◆ EXCERPTED RECORDS ◆
━━━━━━
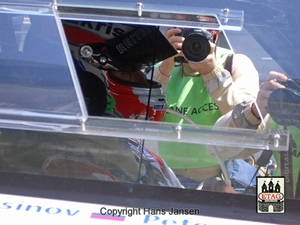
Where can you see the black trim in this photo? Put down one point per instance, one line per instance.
(214, 204)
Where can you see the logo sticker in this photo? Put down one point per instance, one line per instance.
(270, 194)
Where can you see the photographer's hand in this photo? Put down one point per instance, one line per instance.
(168, 64)
(266, 89)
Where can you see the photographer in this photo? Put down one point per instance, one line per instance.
(277, 103)
(203, 91)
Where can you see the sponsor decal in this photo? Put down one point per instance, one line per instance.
(270, 194)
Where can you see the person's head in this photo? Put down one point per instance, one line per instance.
(117, 54)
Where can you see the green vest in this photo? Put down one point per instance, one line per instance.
(188, 96)
(288, 163)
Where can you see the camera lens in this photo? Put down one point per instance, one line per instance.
(195, 47)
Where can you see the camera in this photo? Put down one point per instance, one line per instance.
(196, 46)
(284, 104)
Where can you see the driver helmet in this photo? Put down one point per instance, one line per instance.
(118, 55)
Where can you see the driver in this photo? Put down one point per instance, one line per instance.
(109, 59)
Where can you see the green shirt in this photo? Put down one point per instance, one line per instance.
(188, 96)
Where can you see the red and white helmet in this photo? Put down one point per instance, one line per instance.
(117, 54)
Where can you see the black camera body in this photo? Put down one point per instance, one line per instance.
(284, 104)
(196, 46)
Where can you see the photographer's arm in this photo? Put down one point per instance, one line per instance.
(227, 89)
(245, 115)
(162, 73)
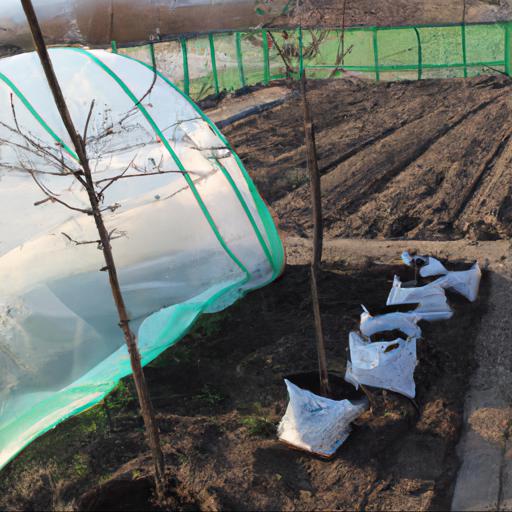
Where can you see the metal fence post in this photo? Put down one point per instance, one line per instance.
(186, 75)
(214, 64)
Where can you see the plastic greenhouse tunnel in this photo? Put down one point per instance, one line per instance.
(190, 232)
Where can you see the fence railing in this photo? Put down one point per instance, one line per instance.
(211, 63)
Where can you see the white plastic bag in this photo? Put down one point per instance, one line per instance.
(431, 298)
(405, 322)
(466, 282)
(317, 424)
(384, 364)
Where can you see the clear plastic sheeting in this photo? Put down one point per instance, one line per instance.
(384, 364)
(465, 282)
(190, 234)
(431, 299)
(405, 322)
(317, 424)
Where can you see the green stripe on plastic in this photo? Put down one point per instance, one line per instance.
(420, 53)
(266, 57)
(152, 54)
(186, 74)
(301, 52)
(239, 58)
(174, 156)
(507, 57)
(464, 49)
(36, 115)
(376, 53)
(277, 261)
(214, 64)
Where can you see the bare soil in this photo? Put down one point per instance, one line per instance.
(417, 160)
(219, 395)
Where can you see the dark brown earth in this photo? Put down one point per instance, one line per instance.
(426, 159)
(219, 395)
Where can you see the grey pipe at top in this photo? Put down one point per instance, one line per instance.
(98, 22)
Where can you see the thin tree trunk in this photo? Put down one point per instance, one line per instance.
(87, 181)
(316, 207)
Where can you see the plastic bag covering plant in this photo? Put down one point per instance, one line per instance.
(404, 322)
(465, 282)
(190, 233)
(384, 364)
(431, 298)
(317, 424)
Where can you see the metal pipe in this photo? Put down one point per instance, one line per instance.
(98, 22)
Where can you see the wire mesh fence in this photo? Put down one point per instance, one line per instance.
(209, 64)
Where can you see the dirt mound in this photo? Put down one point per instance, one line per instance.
(426, 160)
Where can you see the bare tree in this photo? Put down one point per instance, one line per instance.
(95, 193)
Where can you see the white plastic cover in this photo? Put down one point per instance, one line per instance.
(466, 282)
(384, 364)
(405, 322)
(317, 424)
(190, 232)
(431, 298)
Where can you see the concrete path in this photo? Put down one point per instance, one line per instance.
(485, 477)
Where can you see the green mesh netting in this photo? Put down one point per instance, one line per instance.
(210, 64)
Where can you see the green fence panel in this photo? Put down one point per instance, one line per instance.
(507, 52)
(169, 61)
(252, 51)
(239, 59)
(400, 55)
(201, 78)
(485, 48)
(209, 64)
(228, 70)
(442, 52)
(142, 53)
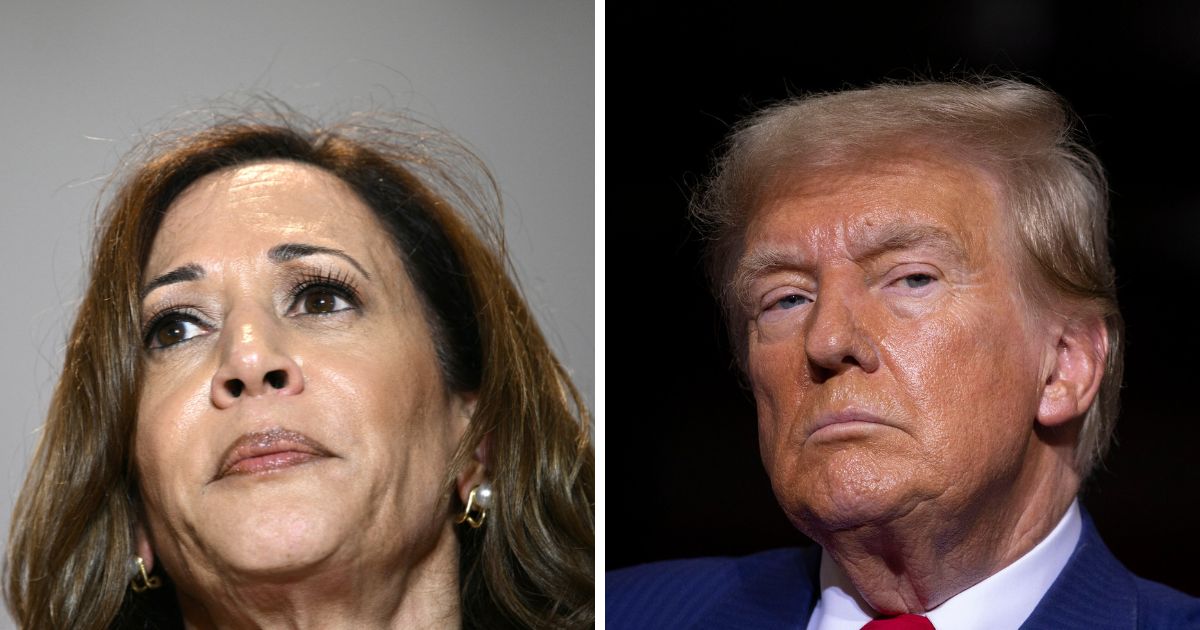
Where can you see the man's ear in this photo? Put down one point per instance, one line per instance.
━━━━━━
◆ PROMPT ◆
Can you recast all of the entries above as a numbered list, one item per line, with blank lines dropped and the pictures left out?

◆ TASK RESULT ◆
1. Where can you see the black trim in this photo? Put down one point per instance, one line per instance.
2. (214, 204)
3. Where can you see the logo sticker in this photo? Put down one point per instance, one line per instance.
4. (270, 194)
5. Where can you see the photographer's hand in this photo? Put down one point per instance, one line per instance.
6. (168, 64)
7. (266, 89)
8. Where can you see the photographer in this photo? Put down one point per instance, one line per instance.
9. (277, 103)
10. (203, 91)
11. Where can you see the sponsor decal in this photo? Put down one point per instance, one line per instance.
12. (270, 194)
13. Where can you see the person's head in this photo? Put down one point per instance, one line per instance.
14. (117, 54)
15. Where can you see the green vest in this photo? Put down one point per instance, one line per instance.
16. (188, 96)
17. (288, 163)
18. Where can you see the camera lens in this photo? Put down one point per instance, one line per instance.
19. (195, 47)
20. Where can you see the camera in this photo? Put down one point per instance, one line per instance.
21. (196, 46)
22. (284, 104)
23. Where can you see the driver helmet in this photo? Put down one point per instance, one line per instance.
24. (118, 55)
25. Where can you see the driver in this photo? Put down one point per instance, one line per instance.
26. (109, 59)
27. Where can you see the green shirt in this photo? Put down one point per instance, one line per instance.
28. (188, 96)
29. Where can you see the red and white helmet in this photo? Put down one point per instance, one line per instance.
30. (117, 54)
31. Where can you see the black camera body in this photo? Put down one point per instance, one line per instance.
32. (284, 104)
33. (196, 46)
34. Where can you see the photographer's arm in this photo? Put down one point per instance, one line per instance.
35. (227, 89)
36. (245, 115)
37. (162, 73)
38. Where can you see the metal fence post in this photo? Put down one point per instance, one line per instance.
39. (186, 75)
40. (214, 64)
41. Where can you see the plastic greenhouse tunnel in this photo? Put down one point per instance, one line per instance.
42. (190, 232)
43. Where can you see the fence railing in this photo? Put down one point per instance, one line per instance.
44. (211, 63)
45. Where can you see the white plastic bag in this photo? Put down one point per instance, one line per instance.
46. (431, 298)
47. (405, 322)
48. (466, 282)
49. (317, 424)
50. (384, 364)
51. Where can you see the clear plastic sheeting in this photo? Put down one point per instance, one line per instance.
52. (384, 364)
53. (465, 282)
54. (190, 234)
55. (431, 299)
56. (405, 322)
57. (317, 424)
58. Where can you see the green stripe on plastic in this photo? Put down one point per instance, one line per instance.
59. (420, 53)
60. (266, 57)
61. (152, 54)
62. (186, 74)
63. (301, 52)
64. (239, 58)
65. (174, 156)
66. (507, 57)
67. (464, 49)
68. (36, 115)
69. (376, 53)
70. (277, 261)
71. (214, 64)
72. Where can you see the bare soil in this photo? Put down one point per instance, one line per instance.
73. (417, 160)
74. (219, 395)
75. Where can you see the dark brown earth in this photo? Put down one point per instance, one line per instance.
76. (426, 159)
77. (219, 395)
78. Where can you see the grey pipe at top in this photo? Put down one point per instance, one line per instance.
79. (98, 22)
80. Where can you see the thin tree trunk in this photo? Put down one point per instance, one line per instance.
81. (87, 181)
82. (316, 207)
83. Where can you see the plastic bag covering plant in this photo? Put down one point per instance, one line per instance.
84. (404, 322)
85. (465, 282)
86. (190, 233)
87. (384, 364)
88. (431, 298)
89. (317, 424)
90. Where can you see the metal pipe in this photo? Put down one point per instance, one line per instance.
91. (98, 22)
92. Where can you see the wire mesh fence in this photo? Put down one point per instance, one line per instance.
93. (209, 64)
94. Where can you see the dirt mound in this photo? Put down one point per instance, one line per instance.
95. (426, 160)
96. Where can you see the bare tree in this photo? Put down one point per instance, one line per instance.
97. (95, 193)
98. Where can you see the white plastic cover in this photo? Put down one point per instance, one line per instance.
99. (466, 282)
100. (384, 364)
101. (405, 322)
102. (317, 424)
103. (190, 232)
104. (431, 298)
105. Where can you see the concrete path in this photo? Put down one point per instance, one line per instance.
106. (485, 477)
107. Where can you see the green mesh netting in this photo? Put down one point per instance, one line per instance.
108. (210, 64)
109. Where can you see the green fence panel in this photo? Put down one point per instance, one line per instance.
110. (507, 52)
111. (169, 61)
112. (252, 51)
113. (239, 59)
114. (400, 55)
115. (201, 78)
116. (485, 48)
117. (209, 64)
118. (228, 70)
119. (442, 52)
120. (142, 53)
121. Where can you see the man's ear in this photo? Put down one point per instance, one line per instance.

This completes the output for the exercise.